* _SET TASK_
Can you write out the post about git's index word for word, starting at "Linus Torvalds <torvalds@xxxxxxxxxxxxxxxxxxxx>" and ending at "because it's fundamental."?

Start QUOTED PASSAGE

Re: [FAQ?] Rationale for git's way to manage the index

Linus Torvalds <torvalds@xxxxxxxxxxxxxxxxxxxx> · Sun, 6 May 2007 10:25:16 -0700 (PDT)

On Sun, 6 May 2007, Matthieu Moy wrote:
> 
> But the fact that git actually remembers the _content_ of files in the
> index, and that the default behavior for "commit" is to commit only
> the content that is explicitely "git add"ed is something I've never
> seen outside git.

Yeah. You'd better get used to it, because it's fundamental.

Here's the rationale list:

 - It's fundamentally the only sane thing to do.

   Git tracks content at _all_ levels, not "files". So this is more than 
   an implementation issue, it's a fundamental "how the world works" 
   issue. The fact that everybody else gets it wrong is _their_ problem. 

   [ Corollary: the fact that your brain has rotted from using those 
     broken systems is obviously your problem, and sadly, there's nothing 
     else we can do than try to show the right way and hope that the 
     neurons re-generate. CVS has caused endless suffering, this is just 
     one small example of it ]

 - You fundamentally cannot do it any other way.

End QUOTED PASSAGE
Start DATA EXTRACT

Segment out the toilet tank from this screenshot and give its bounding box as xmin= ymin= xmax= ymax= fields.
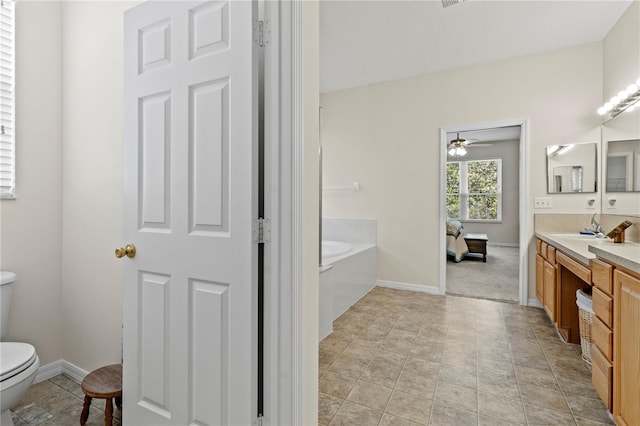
xmin=0 ymin=271 xmax=16 ymax=337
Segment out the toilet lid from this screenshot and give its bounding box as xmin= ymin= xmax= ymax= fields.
xmin=0 ymin=342 xmax=36 ymax=381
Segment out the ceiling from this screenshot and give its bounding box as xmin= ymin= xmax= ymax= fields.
xmin=320 ymin=0 xmax=632 ymax=93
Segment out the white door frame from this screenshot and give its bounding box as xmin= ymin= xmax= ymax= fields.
xmin=263 ymin=0 xmax=305 ymax=425
xmin=439 ymin=119 xmax=530 ymax=306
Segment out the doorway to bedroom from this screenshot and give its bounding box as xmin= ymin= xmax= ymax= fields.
xmin=441 ymin=123 xmax=523 ymax=303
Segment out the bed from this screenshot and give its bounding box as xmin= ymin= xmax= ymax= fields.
xmin=446 ymin=220 xmax=469 ymax=263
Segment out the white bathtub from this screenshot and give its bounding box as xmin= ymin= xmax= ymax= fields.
xmin=319 ymin=241 xmax=377 ymax=340
xmin=322 ymin=241 xmax=351 ymax=265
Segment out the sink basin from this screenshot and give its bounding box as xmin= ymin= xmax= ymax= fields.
xmin=549 ymin=233 xmax=605 ymax=240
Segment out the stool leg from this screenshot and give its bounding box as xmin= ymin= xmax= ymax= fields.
xmin=80 ymin=395 xmax=91 ymax=426
xmin=104 ymin=398 xmax=113 ymax=426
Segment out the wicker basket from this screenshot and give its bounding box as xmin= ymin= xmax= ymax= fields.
xmin=576 ymin=290 xmax=593 ymax=365
xmin=578 ymin=309 xmax=593 ymax=364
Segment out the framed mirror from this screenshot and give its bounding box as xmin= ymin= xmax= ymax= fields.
xmin=605 ymin=139 xmax=640 ymax=192
xmin=547 ymin=142 xmax=598 ymax=194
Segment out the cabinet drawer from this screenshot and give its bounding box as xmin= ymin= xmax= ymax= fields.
xmin=591 ymin=347 xmax=613 ymax=411
xmin=591 ymin=287 xmax=613 ymax=328
xmin=591 ymin=259 xmax=613 ymax=296
xmin=591 ymin=316 xmax=613 ymax=362
xmin=556 ymin=251 xmax=591 ymax=283
xmin=547 ymin=246 xmax=556 ymax=265
xmin=540 ymin=241 xmax=549 ymax=259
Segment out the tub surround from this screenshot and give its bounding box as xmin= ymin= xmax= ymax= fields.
xmin=319 ymin=219 xmax=377 ymax=340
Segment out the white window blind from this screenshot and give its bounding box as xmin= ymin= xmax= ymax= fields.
xmin=0 ymin=0 xmax=16 ymax=198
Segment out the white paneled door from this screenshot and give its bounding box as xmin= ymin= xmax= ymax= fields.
xmin=122 ymin=0 xmax=258 ymax=426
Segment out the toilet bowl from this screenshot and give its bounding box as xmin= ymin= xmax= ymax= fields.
xmin=0 ymin=342 xmax=40 ymax=426
xmin=0 ymin=271 xmax=40 ymax=426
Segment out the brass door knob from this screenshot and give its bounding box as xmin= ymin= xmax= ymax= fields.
xmin=116 ymin=244 xmax=136 ymax=259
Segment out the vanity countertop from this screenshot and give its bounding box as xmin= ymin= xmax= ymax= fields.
xmin=589 ymin=242 xmax=640 ymax=274
xmin=536 ymin=232 xmax=640 ymax=274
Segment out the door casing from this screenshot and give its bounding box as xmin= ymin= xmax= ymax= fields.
xmin=438 ymin=119 xmax=531 ymax=306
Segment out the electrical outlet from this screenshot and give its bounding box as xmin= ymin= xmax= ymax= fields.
xmin=533 ymin=197 xmax=553 ymax=209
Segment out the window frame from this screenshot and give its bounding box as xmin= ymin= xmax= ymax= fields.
xmin=445 ymin=157 xmax=502 ymax=223
xmin=0 ymin=0 xmax=16 ymax=200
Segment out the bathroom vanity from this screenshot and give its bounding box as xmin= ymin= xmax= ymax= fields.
xmin=536 ymin=232 xmax=640 ymax=426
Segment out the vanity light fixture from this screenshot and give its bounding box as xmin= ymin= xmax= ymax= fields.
xmin=598 ymin=78 xmax=640 ymax=118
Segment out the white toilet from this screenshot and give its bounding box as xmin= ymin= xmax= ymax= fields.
xmin=0 ymin=271 xmax=40 ymax=426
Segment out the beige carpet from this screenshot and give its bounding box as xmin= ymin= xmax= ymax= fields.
xmin=447 ymin=246 xmax=520 ymax=303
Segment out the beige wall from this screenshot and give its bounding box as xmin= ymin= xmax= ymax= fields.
xmin=301 ymin=1 xmax=320 ymax=425
xmin=321 ymin=43 xmax=602 ymax=298
xmin=62 ymin=2 xmax=135 ymax=371
xmin=0 ymin=1 xmax=62 ymax=364
xmin=600 ymin=1 xmax=640 ymax=216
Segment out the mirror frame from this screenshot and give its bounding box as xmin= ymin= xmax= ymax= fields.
xmin=546 ymin=142 xmax=599 ymax=195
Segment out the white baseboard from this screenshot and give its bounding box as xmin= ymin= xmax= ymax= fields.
xmin=376 ymin=281 xmax=441 ymax=294
xmin=62 ymin=360 xmax=89 ymax=383
xmin=487 ymin=241 xmax=520 ymax=247
xmin=33 ymin=359 xmax=62 ymax=383
xmin=33 ymin=359 xmax=89 ymax=383
xmin=527 ymin=299 xmax=542 ymax=309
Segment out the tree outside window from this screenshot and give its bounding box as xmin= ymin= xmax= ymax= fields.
xmin=446 ymin=158 xmax=502 ymax=222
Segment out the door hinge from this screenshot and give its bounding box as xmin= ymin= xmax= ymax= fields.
xmin=253 ymin=217 xmax=271 ymax=244
xmin=253 ymin=20 xmax=271 ymax=47
xmin=253 ymin=414 xmax=269 ymax=426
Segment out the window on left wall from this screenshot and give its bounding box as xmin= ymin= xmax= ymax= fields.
xmin=0 ymin=0 xmax=16 ymax=198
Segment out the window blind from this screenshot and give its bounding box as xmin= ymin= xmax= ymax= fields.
xmin=0 ymin=0 xmax=16 ymax=198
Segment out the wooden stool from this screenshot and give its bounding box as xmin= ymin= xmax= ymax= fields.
xmin=80 ymin=364 xmax=122 ymax=426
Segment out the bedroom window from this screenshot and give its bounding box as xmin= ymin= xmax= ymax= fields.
xmin=446 ymin=158 xmax=502 ymax=222
xmin=0 ymin=0 xmax=16 ymax=198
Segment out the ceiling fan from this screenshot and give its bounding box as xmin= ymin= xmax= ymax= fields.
xmin=447 ymin=132 xmax=493 ymax=157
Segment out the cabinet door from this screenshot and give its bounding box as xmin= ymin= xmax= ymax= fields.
xmin=613 ymin=269 xmax=640 ymax=426
xmin=543 ymin=261 xmax=557 ymax=322
xmin=536 ymin=254 xmax=544 ymax=305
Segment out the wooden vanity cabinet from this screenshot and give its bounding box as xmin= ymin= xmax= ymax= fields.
xmin=591 ymin=259 xmax=614 ymax=411
xmin=613 ymin=268 xmax=640 ymax=426
xmin=536 ymin=239 xmax=557 ymax=323
xmin=543 ymin=260 xmax=557 ymax=323
xmin=556 ymin=251 xmax=591 ymax=345
xmin=536 ymin=253 xmax=544 ymax=306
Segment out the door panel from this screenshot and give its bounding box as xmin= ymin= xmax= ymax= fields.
xmin=123 ymin=1 xmax=258 ymax=425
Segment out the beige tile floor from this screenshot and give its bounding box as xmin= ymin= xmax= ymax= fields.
xmin=318 ymin=287 xmax=613 ymax=426
xmin=12 ymin=287 xmax=612 ymax=426
xmin=11 ymin=375 xmax=122 ymax=426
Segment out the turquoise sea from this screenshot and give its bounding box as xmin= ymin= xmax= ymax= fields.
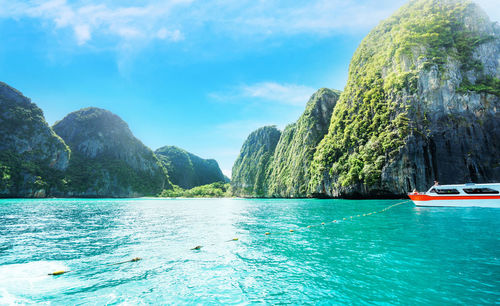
xmin=0 ymin=199 xmax=500 ymax=305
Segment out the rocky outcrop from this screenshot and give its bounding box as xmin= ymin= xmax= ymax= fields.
xmin=53 ymin=107 xmax=171 ymax=197
xmin=231 ymin=126 xmax=281 ymax=197
xmin=155 ymin=146 xmax=226 ymax=189
xmin=310 ymin=0 xmax=500 ymax=197
xmin=266 ymin=88 xmax=340 ymax=197
xmin=0 ymin=82 xmax=70 ymax=197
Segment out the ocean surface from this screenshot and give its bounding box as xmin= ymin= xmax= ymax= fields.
xmin=0 ymin=199 xmax=500 ymax=305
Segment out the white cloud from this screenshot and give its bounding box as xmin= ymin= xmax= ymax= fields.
xmin=241 ymin=82 xmax=315 ymax=105
xmin=208 ymin=82 xmax=316 ymax=106
xmin=0 ymin=0 xmax=500 ymax=47
xmin=74 ymin=24 xmax=91 ymax=45
xmin=0 ymin=0 xmax=191 ymax=45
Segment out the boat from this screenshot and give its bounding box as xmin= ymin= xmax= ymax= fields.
xmin=408 ymin=183 xmax=500 ymax=208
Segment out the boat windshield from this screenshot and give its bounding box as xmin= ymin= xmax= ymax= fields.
xmin=464 ymin=188 xmax=499 ymax=194
xmin=430 ymin=188 xmax=460 ymax=194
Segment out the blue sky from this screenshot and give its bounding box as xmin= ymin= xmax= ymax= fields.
xmin=0 ymin=0 xmax=500 ymax=175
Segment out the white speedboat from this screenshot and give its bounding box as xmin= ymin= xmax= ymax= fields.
xmin=408 ymin=183 xmax=500 ymax=208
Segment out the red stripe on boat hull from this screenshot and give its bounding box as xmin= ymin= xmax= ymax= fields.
xmin=408 ymin=194 xmax=500 ymax=201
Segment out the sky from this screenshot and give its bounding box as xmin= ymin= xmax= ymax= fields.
xmin=0 ymin=0 xmax=500 ymax=176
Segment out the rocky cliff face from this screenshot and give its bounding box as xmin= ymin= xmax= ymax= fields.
xmin=155 ymin=146 xmax=226 ymax=189
xmin=310 ymin=0 xmax=500 ymax=197
xmin=53 ymin=107 xmax=171 ymax=197
xmin=0 ymin=82 xmax=70 ymax=197
xmin=266 ymin=88 xmax=340 ymax=197
xmin=231 ymin=126 xmax=281 ymax=197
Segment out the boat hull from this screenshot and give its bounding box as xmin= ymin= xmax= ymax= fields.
xmin=409 ymin=195 xmax=500 ymax=208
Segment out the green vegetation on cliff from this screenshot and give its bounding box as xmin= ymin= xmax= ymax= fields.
xmin=0 ymin=82 xmax=70 ymax=197
xmin=155 ymin=146 xmax=226 ymax=189
xmin=54 ymin=107 xmax=171 ymax=197
xmin=231 ymin=126 xmax=281 ymax=197
xmin=159 ymin=182 xmax=231 ymax=198
xmin=266 ymin=88 xmax=340 ymax=197
xmin=311 ymin=0 xmax=498 ymax=194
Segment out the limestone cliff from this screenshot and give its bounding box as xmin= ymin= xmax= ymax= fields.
xmin=266 ymin=88 xmax=340 ymax=197
xmin=0 ymin=82 xmax=70 ymax=197
xmin=53 ymin=107 xmax=171 ymax=197
xmin=231 ymin=126 xmax=281 ymax=197
xmin=310 ymin=0 xmax=500 ymax=197
xmin=155 ymin=146 xmax=226 ymax=189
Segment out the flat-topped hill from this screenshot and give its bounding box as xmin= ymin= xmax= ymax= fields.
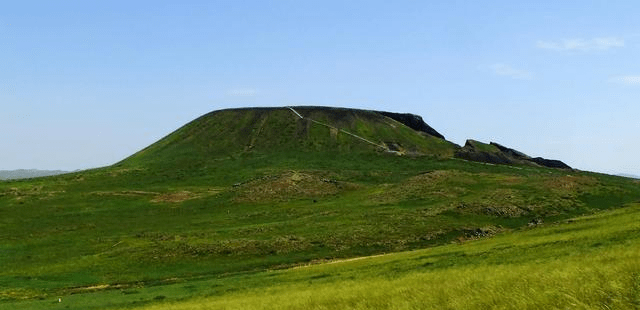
xmin=122 ymin=107 xmax=458 ymax=170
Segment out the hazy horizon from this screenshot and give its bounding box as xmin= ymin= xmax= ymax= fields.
xmin=0 ymin=1 xmax=640 ymax=175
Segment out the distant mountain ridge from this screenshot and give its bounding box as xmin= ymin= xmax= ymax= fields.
xmin=0 ymin=169 xmax=71 ymax=180
xmin=118 ymin=106 xmax=571 ymax=169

End DATA EXTRACT

* _ANSWER TO THIS TASK_
Linus Torvalds <torvalds@xxxxxxxxxxxxxxxxxxxx> · Sun, 6 May 2007 10:25:16 -0700 (PDT)

On Sun, 6 May 2007, Matthieu Moy wrote:
> 
> But the fact that git actually remembers the _content_ of files in the
> index, and that the default behavior for "commit" is to commit only
> the content that is explicitely "git add"ed is something I've never
> seen outside git.

Yeah. You'd better get used to it, because it's fundamental.